◆ Required action
Return the passage of the text on Pope Francis and migrant detention from "In 2013, early" up to and including "on their journey.", copied exactly.

In 2013, early in his papacy, Pope Francis’s first trip outside Rome was to minister to the immigrants who were in detention on the island of Lampedusa. There he famously decried the “culture of indifference” which allows the world to ignore the sufferings of migrants and refugees, and instead he called for a culture of encounter that would lead us all to engage with migrants and “accompany” them on their journey.
Francis has marked the anniversary of his visit to Lampedusa every year since. This year, on July 8, at a Mass to mark the 7thanniversary of his visit, Francis spoke of listening to a migrant who was describing the trauma of his journey. Francis learned later that the translator had given an abridged version of the man’s suffering – what Francis called the “distilled version.” But the distilled version is not enough. Francis extolled everyone to listen deeply and stand in solidarity with the migrant so that we can “discover the face of [Jesus] in all our brothers and sisters who are forced to flee their homelands…” (Glatz, 2020).
Just such deep listening to the stories of migrants is evident in a recent report by Jesuit Refugee Service UK entitled “Detained and Dehumanized: The Impact of Immigrant Detention” (Jesuit Refugee Service United Kingdom [JRSUK], 2020). Through a series of 27 structured interviews with individuals who had direct experience of immigration detention in the UK, the report reveals a “harrowing” experience which “fosters a culture of death.” According to the report, “detention has a deep and lasting impact on the person: on mental and physical health, on the way one interacts with the world, and on sense of self and of one’s humanity. Its trauma stretches beyond the period of detention…” (JRSUK, 2020, p.7)
Some individuals interviewed by JRSUK reported feeling tricked or bullied by immigration officials into signing documents that were needed for their removal. One described such an encounter saying, ‘You must sign otherwise you are not able to speak to your solicitor. It’s like blackmail….I start having flashbacks, I start shaking….I had no choice so I signed….As soon as she [the officer] opened the door I saw a cage….I realized I was a prisoner. It was like under my feet” (JRSUK, 2020, p. 10).
Because there is no set length of time for detention, individuals cannot know how long they will be held, and this is a source of suffering. JRSUK interviewees said, “We don’t know when we will be released. When we will have fresh air, when we can walk in the street…” and “When you enter there…you never know when you’re gonna come out…” (JRSUK, 2020, p. 16).
According to the JRSUK report, one participant spoke of the detention experience saying, “You are always scared, always in a state of panic that they will deport you…My country is not safe for me—but they … didn’t understand this” (JRSUK, 2020, p. 15). Another participant spoke of seeing and hearing forced removals of fellow detainees, “From 6 o’clock [AM] you can hear people screaming, crying because they have come to force them back on a plane” (JRSUK, 2020, p. 15).

◆ Dataset entries

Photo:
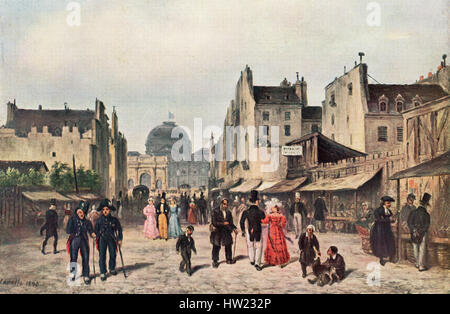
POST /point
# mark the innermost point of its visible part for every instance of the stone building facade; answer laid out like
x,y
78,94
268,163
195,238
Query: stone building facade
x,y
263,107
368,117
159,171
58,135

◆ Worked solution
In 2013, early in his papacy, Pope Francis’s first trip outside Rome was to minister to the immigrants who were in detention on the island of Lampedusa. There he famously decried the “culture of indifference” which allows the world to ignore the sufferings of migrants and refugees, and instead he called for a culture of encounter that would lead us all to engage with migrants and “accompany” them on their journey.